Exercise description: Gather every line of the data below that contains the word "bird" and reproduce each one unchanged.

Records shown:

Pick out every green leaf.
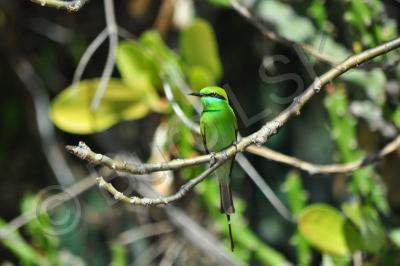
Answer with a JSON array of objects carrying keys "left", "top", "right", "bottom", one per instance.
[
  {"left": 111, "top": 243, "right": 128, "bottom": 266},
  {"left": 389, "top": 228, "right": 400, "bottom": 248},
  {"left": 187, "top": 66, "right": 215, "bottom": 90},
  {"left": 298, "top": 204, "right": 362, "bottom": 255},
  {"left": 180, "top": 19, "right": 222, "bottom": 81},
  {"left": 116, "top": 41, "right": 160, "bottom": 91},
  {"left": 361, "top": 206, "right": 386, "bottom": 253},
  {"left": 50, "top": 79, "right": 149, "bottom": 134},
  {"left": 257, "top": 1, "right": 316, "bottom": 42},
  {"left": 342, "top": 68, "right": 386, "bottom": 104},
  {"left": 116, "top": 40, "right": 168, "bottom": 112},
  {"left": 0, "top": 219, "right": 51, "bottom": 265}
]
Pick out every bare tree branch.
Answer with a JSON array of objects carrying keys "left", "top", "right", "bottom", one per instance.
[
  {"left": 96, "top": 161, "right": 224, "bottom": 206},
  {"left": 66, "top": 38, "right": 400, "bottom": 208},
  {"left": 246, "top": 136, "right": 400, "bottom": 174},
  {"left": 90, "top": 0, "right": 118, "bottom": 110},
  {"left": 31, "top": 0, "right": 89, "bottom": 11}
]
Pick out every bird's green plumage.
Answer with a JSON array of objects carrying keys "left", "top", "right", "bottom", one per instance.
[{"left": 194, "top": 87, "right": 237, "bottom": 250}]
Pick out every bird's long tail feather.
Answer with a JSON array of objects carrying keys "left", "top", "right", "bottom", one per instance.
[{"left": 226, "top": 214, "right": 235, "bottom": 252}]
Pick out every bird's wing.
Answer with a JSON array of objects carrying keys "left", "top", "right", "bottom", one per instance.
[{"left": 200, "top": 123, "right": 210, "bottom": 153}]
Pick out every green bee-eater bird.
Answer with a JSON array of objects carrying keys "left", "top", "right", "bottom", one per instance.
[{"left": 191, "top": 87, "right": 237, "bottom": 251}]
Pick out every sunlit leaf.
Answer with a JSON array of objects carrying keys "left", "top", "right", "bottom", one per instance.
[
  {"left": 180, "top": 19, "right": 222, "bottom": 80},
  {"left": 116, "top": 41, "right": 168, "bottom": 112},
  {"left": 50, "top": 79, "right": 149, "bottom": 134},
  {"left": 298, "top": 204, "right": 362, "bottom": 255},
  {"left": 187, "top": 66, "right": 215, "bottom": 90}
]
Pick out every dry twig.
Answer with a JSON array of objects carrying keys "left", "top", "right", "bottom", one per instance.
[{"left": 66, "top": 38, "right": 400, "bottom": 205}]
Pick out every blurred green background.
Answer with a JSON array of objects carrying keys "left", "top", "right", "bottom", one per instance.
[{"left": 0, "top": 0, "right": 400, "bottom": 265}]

--

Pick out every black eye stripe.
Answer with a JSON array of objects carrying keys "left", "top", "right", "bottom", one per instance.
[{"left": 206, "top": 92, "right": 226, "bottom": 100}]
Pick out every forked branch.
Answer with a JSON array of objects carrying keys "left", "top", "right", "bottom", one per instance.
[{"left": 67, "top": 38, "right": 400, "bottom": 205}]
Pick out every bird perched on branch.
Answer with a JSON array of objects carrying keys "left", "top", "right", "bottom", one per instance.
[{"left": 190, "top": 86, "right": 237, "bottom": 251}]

Answer to the problem:
Pick out every bird's green plumage.
Pick out every bird's long tail feather.
Pick out every bird's wing.
Pick out every green bee-eater bird.
Pick out every bird perched on branch.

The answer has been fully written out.